(Work instructions): Return the full material exactly.
____
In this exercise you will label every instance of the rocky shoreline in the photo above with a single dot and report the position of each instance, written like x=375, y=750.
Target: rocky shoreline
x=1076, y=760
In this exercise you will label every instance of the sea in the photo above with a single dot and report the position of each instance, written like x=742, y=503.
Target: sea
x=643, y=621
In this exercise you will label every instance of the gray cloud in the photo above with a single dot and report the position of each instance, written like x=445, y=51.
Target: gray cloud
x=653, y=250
____
(Output of the task):
In this exercise you will label every instance of the rocky shoreline in the photo above with a single dot and report the position of each instance, written like x=375, y=750.
Target: rocky shoreline
x=1076, y=760
In this exercise you will label every instance of the sea in the photo above with a single dot and report the position of each instance, written like x=742, y=503.
Target: sea
x=643, y=621
In this exercise you will label every instance of the gray cloud in the photo above with a single dot and report the position of each instance, written like x=445, y=51.
Target: gray cloud
x=653, y=250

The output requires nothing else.